Abstract 692: Therapeutic Inhibition of miR-33 Does Not Promote Obesity, Insulin Resistance or Hepatic Lipid Accumulation

Abstract

Inhibition of miR-33, a critical post-transcriptional regulator of cholesterol homeostasis, prevents atherosclerosis progression both dependently and independently of its effects on circulating HDL levels. However, recent studies suggest that genetic deletion or inhibition of miR-33 may adversely affect metrics of insulin resistance, lipid metabolism and hepatic steatosis. Given the therapeutic interest in miR-33 inhibitors for treating atherosclerosis, we sought to determine the effects of long-term pharmacological inhibition of miR33 in a mouse model of diet-induced obesity (DIO). Results: C57BL6/J mice were fed a high-fat diet in conjunction with anti-miR therapy (10mg/kg of control anti-miR or anti-miR33) for 20 weeks. There was significant but equivalent weight gain in all 3 groups. While anti-miR33 therapy increased total plasma cholesterol compared to control anti-miR treated mice (p≤0.01), there was no differences relative to PBS treated mice. Anti-miR33 treatment also resulted in a marked decrease in serum triglycerides relative to control anti-miR (29% decrease, p≤0.05) but once again not compared to PBS treated mice. Metrics of insulin resistance (GTT, ITT) were not altered in anti-miR33 treated mice relative to controls. Interestingly, indirect calorimetric measurements demonstrated that anti-miR33 treated mice had reduced respiratory exchange ratios (RER) compared to both control anti-miR and PBS treated mice (18% decrease, p≤0.05), suggesting an increase in fatty acid versus carbohydrate utilization in anti-miR33 treated mice. In addition, hepatic protein expression of known miR-33 target gene ABCA1 was de-repressed upon miR-33 inhibition, indicating that miR-33 was efficiently inhibited in this model. In contrast, putative miR-33 target gene SREBP-1 protein expression was not altered, nor were SREBP-1 downstream target genes FASN and ACC. Finally, anti-miR33 treated mice did not accumulate more lipids in their livers relative to control. In conclusion, we show in a DIO model that therapeutic silencing of miR-33 does not promote hepatic steatosis nor does it increase metrics of insulin resistance, suggesting that pharmacological inhibition of miR-33 may be a safe therapeutic for the treatment of atherosclerosis.

(ASSIGNED TASK):
Using the abstract on miR-33 inhibition above, answer each question briefly:
1. For how many weeks did the mice receive the high-fat diet and anti-miR therapy?
2. By what percentage did anti-miR33 lower serum triglycerides compared with control anti-miR?
3. Which known miR-33 target gene showed de-repressed protein expression in the liver?

(DATASET CONTENT):
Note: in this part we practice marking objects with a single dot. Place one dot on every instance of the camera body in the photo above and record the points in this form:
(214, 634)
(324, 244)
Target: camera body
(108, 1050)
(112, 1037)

(RESPONSE TO THIS TASK):
1. 20 weeks
2. 29%
3. ABCA1